The cold truth about climate change

Deniers continue to insist there's no consensus on global warming. Well,
there's not. There's well-tested science and real-world observations.

By Joseph Romm

Feb. 27, 2008 | The more I write about global warming, the more I realize I
share some things in common with the doubters and deniers who populate the
blogosphere and the conservative movement. Like them, I am dubious about the
process used by the U.N. Intergovernmental Panel on Climate Change (IPCC) to
write its reports. Like them, I am skeptical of the so-called consensus on
climate science as reflected in the IPCC reports. Like them, I disagree with
people who say "the science is settled." But that's where the agreement
ends.

The science isn't settled -- it's unsettling, and getting more so every year
as the scientific community learns more about the catastrophic consequences
of uncontrolled greenhouse gas emissions.

The big difference I have with the doubters is they believe the IPCC reports
seriously overstate the impact of human emissions on the climate, whereas
the actual observed climate data clearly show the reports dramatically
understate the impact.

But I do think the scientific community, the progressive community,
environmentalists and media are making a serious mistake by using the word
"consensus" to describe the shared understanding scientists have about the
ever-worsening impacts that human-caused greenhouse gas emissions are having
on this planet. When scientists and others say there is a consensus, many if
not most people probably hear "consensus of opinion," which can -- and often
is -- dismissed out of hand. I've met lots of people like CNBC anchor Joe
Kernen, who simply can't believe that "as old as the planet is" that "puny,
gnawing little humans" could possibly change the climate in "70 years."

Well, Joe, it is more like 250 years, but yes, most of the damage to date
was done in the last 70 years, and yes, as counterintuitive as it may seem,
puny little humans are doing it, and it's going to get much, much worse
unless we act soon. Consensus of opinion is irrelevant to science because
reality is often counterintuitive -- just try studying quantum mechanics.

Fortunately Kernen wasn't around when scientists were warning that puny
little humans were destroying the Earth's protective ozone layer. Otherwise
we might never have banned chlorofluorocarbons in time.

* [Supplied information]
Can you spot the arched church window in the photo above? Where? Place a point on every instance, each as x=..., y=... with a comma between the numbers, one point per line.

* [Things to do]
**a)** In the climate change article, how long does the author say humans have actually been changing the climate?
**b)** Return the stretch of the climate change article from "The big difference" through "understate the impact.".
The data comes from a separate source, unrelated to the climate change article.

* [Responses to the exercise]
**a)** More like 250 years.

**b)**
The big difference I have with the doubters is they believe the IPCC reports
seriously overstate the impact of human emissions on the climate, whereas
the actual observed climate data clearly show the reports dramatically
understate the impact.